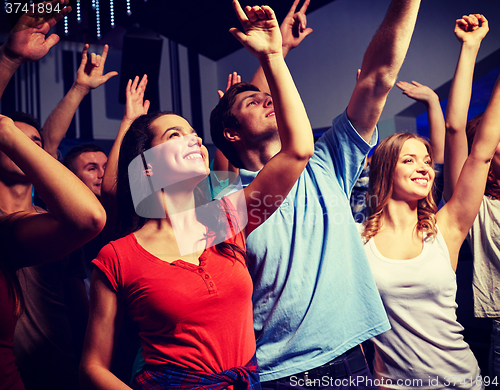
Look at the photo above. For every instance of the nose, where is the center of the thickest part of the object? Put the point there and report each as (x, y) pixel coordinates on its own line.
(195, 140)
(423, 168)
(268, 102)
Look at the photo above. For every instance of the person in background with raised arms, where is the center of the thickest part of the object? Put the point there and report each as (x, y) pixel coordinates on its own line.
(413, 252)
(29, 236)
(196, 320)
(90, 75)
(311, 276)
(470, 31)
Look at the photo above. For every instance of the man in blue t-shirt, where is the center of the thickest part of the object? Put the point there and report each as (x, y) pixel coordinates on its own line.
(314, 296)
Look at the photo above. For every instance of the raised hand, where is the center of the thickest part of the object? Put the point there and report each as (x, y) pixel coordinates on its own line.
(27, 41)
(471, 28)
(261, 34)
(416, 91)
(135, 105)
(294, 27)
(90, 72)
(233, 78)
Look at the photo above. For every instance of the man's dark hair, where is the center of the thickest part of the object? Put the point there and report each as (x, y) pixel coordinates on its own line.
(222, 117)
(71, 156)
(19, 116)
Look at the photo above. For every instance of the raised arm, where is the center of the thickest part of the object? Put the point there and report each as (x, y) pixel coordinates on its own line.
(27, 41)
(41, 237)
(293, 31)
(381, 63)
(106, 317)
(425, 95)
(470, 31)
(135, 106)
(89, 76)
(458, 214)
(262, 37)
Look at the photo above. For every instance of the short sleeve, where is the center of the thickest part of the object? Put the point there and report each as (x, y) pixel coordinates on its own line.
(342, 151)
(107, 262)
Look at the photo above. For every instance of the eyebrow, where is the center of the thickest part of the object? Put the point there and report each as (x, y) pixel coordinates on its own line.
(249, 97)
(414, 155)
(178, 128)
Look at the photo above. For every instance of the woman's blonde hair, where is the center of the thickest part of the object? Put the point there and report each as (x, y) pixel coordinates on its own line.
(382, 166)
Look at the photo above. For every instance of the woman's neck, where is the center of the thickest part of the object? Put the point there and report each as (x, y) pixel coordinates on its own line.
(400, 216)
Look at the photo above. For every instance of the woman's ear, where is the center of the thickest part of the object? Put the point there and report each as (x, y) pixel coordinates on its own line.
(149, 171)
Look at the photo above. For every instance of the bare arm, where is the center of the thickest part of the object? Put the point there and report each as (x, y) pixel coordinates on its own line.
(135, 107)
(470, 31)
(69, 224)
(89, 76)
(293, 30)
(423, 94)
(221, 163)
(457, 216)
(381, 64)
(262, 38)
(27, 41)
(106, 317)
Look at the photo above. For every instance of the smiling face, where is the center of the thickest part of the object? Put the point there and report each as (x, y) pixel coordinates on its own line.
(89, 167)
(413, 174)
(255, 113)
(177, 149)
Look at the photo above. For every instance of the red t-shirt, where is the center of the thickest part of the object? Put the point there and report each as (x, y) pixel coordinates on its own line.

########################################

Please rewrite every line from the one containing "Look at the photo above. For every instance of the bare" through the last line, requests included, and shift each coordinate in the answers by adding 97 to both its x and y values.

__TASK SOLUTION__:
Look at the photo above. For every instance of the bare arm, where is the center of the thickest part of the object? Put the point there and report each as (x, y) pixel coordinates on its own line.
(232, 204)
(567, 128)
(166, 321)
(186, 173)
(390, 127)
(520, 191)
(318, 260)
(554, 313)
(478, 161)
(359, 135)
(124, 138)
(203, 414)
Look at the photo above. For every instance of the smiling face, where is the center of the thickest part of the object? Put the point there and report each as (x, y) pixel coordinates on its own line.
(186, 264)
(510, 271)
(352, 210)
(274, 246)
Look at the photo above. For every instance of the red t-shirt, where is the center of the thickest part of the object? Put the point there and report each as (x, y) pixel coordinates on its own line.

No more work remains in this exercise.